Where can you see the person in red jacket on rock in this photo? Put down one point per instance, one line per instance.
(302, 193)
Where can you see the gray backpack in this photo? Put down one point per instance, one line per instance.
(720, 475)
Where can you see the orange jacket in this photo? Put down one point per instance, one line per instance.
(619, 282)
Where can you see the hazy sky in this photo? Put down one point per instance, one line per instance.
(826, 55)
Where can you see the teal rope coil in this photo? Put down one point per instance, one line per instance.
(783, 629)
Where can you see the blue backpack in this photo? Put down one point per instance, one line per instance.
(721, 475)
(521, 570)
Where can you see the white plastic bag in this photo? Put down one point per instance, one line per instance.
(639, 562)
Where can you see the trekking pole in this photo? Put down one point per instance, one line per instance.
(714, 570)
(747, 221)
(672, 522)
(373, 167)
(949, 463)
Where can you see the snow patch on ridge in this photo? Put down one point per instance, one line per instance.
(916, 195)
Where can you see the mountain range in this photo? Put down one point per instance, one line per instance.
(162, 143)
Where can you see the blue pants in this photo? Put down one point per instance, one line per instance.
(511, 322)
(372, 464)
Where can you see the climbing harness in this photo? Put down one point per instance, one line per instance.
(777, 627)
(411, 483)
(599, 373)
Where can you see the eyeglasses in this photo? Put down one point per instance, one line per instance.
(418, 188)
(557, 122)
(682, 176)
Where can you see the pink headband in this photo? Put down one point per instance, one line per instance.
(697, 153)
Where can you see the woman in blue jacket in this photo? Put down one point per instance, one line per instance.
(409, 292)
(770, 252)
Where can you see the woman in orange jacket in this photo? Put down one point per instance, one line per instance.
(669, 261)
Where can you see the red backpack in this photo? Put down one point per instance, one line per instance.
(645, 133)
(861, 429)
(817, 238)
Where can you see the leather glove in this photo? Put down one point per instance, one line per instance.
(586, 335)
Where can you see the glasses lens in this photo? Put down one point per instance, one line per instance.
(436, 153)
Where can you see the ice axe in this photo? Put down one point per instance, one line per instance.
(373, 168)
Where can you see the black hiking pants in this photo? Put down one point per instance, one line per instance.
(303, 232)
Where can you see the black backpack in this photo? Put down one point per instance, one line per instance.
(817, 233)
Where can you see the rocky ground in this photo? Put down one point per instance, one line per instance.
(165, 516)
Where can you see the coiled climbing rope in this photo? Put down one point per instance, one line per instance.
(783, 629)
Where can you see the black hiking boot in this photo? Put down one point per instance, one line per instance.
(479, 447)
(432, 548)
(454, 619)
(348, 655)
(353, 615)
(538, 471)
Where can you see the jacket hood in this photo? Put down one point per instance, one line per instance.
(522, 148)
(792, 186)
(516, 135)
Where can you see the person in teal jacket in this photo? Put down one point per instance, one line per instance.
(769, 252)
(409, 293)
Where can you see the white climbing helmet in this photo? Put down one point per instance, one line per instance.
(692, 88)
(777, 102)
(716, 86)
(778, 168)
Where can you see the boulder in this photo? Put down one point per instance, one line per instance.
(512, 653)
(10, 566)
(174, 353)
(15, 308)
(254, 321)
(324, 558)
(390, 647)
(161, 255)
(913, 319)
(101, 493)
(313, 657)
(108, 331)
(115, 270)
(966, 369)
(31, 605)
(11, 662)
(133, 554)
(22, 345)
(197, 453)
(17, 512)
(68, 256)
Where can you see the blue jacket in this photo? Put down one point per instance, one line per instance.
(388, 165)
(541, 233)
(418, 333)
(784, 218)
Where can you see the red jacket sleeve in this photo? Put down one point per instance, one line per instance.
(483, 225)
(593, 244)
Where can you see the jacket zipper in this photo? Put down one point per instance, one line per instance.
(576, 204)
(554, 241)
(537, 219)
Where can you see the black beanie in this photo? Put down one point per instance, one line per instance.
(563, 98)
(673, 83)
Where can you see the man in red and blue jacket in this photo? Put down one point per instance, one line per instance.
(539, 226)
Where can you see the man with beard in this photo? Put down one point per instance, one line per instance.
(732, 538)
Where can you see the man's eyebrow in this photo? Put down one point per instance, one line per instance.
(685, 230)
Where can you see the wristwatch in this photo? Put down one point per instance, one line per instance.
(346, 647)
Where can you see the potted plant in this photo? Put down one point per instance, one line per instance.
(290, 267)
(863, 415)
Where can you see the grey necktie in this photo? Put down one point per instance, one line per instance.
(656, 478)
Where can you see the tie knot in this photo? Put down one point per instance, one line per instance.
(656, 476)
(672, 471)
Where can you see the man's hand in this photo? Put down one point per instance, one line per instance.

________________________

### INSTRUCTION
The entries above should be repeated exactly, every one of them.

### SOLUTION TO THIS EXERCISE
Where can you see the person in red jacket on rock in this photo? Put down one point per instance, one line per instance.
(302, 193)
Where can you see the gray backpack in this photo? Put down one point per instance, one line per instance.
(720, 475)
Where can you see the orange jacket in this photo? Put down one point per instance, one line per instance.
(619, 282)
Where can you see the hazy sky in this photo? Put down one point per instance, one line per instance.
(826, 55)
Where can you see the teal rope coil in this photo? Put down one point per instance, one line per instance.
(783, 629)
Where can you see the blue backpack in this photo? Put down one point per instance, one line per instance.
(721, 475)
(521, 570)
Where can you see the white plastic bag in this photo? Put down one point per instance, one line per instance.
(639, 562)
Where can you see the trekking pole in this photo? Put down one point per instance, one line per instance.
(714, 570)
(747, 221)
(672, 522)
(373, 167)
(949, 463)
Where can you see the snow patch on ridge in this photo? Put down one point per instance, one line per instance.
(916, 195)
Where can you see the mountain range in this photo? Put down one point per instance, one line per instance.
(162, 143)
Where can you see the blue pants in this photo? Put down one point per instance, one line per instance.
(511, 322)
(372, 464)
Where can you see the climbing harness in this photo? Put down one point per instance, one line per instance.
(777, 627)
(411, 483)
(599, 373)
Where can you see the eyeglasses in this photo? Put down one point per instance, one line per instance.
(418, 188)
(557, 122)
(682, 176)
Where can you see the pink headband in this photo? Put down one point per instance, one line per instance.
(697, 153)
Where can you see the woman in blue jacket in this photo? Put down one point per instance, one line per instance.
(409, 292)
(770, 252)
Where can you see the woman in orange jacket in this photo? Put down one point per instance, one line per instance.
(669, 261)
Where can you see the red backpack in this photo? Put down one point per instance, one line per instance.
(645, 133)
(861, 429)
(817, 238)
Where can you see the leather glove in this photo? Put down one point per instance, one line per instance.
(586, 335)
Where can you see the glasses lens in this photo? Put down one point per instance, one line per instance.
(436, 153)
Where can you see the ice axe in this photo? Put down one point per instance, one line per instance.
(373, 168)
Where can you see the black hiking pants in this photo? Put down one point per instance, one line per instance.
(303, 232)
Where can you see the black backpack in this photo? Put down one point per instance, one line per instance.
(817, 233)
Where can you see the rocky ground in this photo? Put down one point per instance, one line per instance.
(165, 516)
Where can you see the coiled climbing rope in this photo? Put down one point per instance, one line per instance.
(783, 629)
Where can you see the black hiking boot in this photo? Put down one point per instance, one line per instance.
(479, 447)
(432, 548)
(454, 619)
(348, 655)
(353, 615)
(538, 471)
Where can you see the jacket hood in this photo? Put down one point per instance, one line per instance.
(522, 148)
(792, 186)
(516, 135)
Where can you see the person in teal jacket in this photo? Put down one point per instance, one line per instance.
(769, 252)
(409, 293)
Where can you see the white climbing helmet in this photo? Put down one point per instance, one line per instance.
(692, 88)
(777, 102)
(716, 86)
(778, 168)
Where can you see the boulder in this photo? Put down one point per instance, one line per instance.
(512, 653)
(10, 566)
(174, 353)
(15, 308)
(254, 321)
(324, 558)
(390, 647)
(161, 255)
(913, 319)
(101, 493)
(313, 657)
(108, 331)
(115, 270)
(966, 369)
(31, 605)
(11, 662)
(133, 554)
(22, 345)
(197, 453)
(17, 512)
(68, 256)
Where can you see the blue jacket in this photo? Put down one point per instance, one line per instance.
(388, 165)
(541, 233)
(418, 333)
(784, 218)
Where can you see the red jacket sleeve in this photo? Put down one point per instance, one line per instance.
(483, 225)
(593, 244)
Where can you see the jacket zipper in this photo? Put down one point per instance, one line per instance.
(576, 204)
(554, 241)
(537, 219)
Where can you see the black beanie in this photo? Put down one point per instance, one line per instance.
(563, 98)
(673, 83)
Where can you see the man in red and blue jacket in this photo? Put down one point per instance, one line per instance.
(539, 226)
Where can you see the man with beard in this photo? Put down one point per instance, one line per instance.
(732, 538)
Where can you see the man's eyebrow in this photo? Put down one point per instance, one line per instance.
(685, 230)
Where can you see the wristwatch in this photo? Put down one point per instance, one line per instance.
(346, 647)
Where can you see the potted plant in this photo? Put down one point per instance, one line per instance.
(290, 267)
(863, 415)
Where can you see the grey necktie in this photo? Put down one point per instance, one line per instance.
(656, 478)
Where can you see the tie knot in this photo? Put down one point per instance, one line per instance.
(656, 476)
(672, 471)
Where can you see the man's hand in this photo? Put down one point per instance, one line per instance.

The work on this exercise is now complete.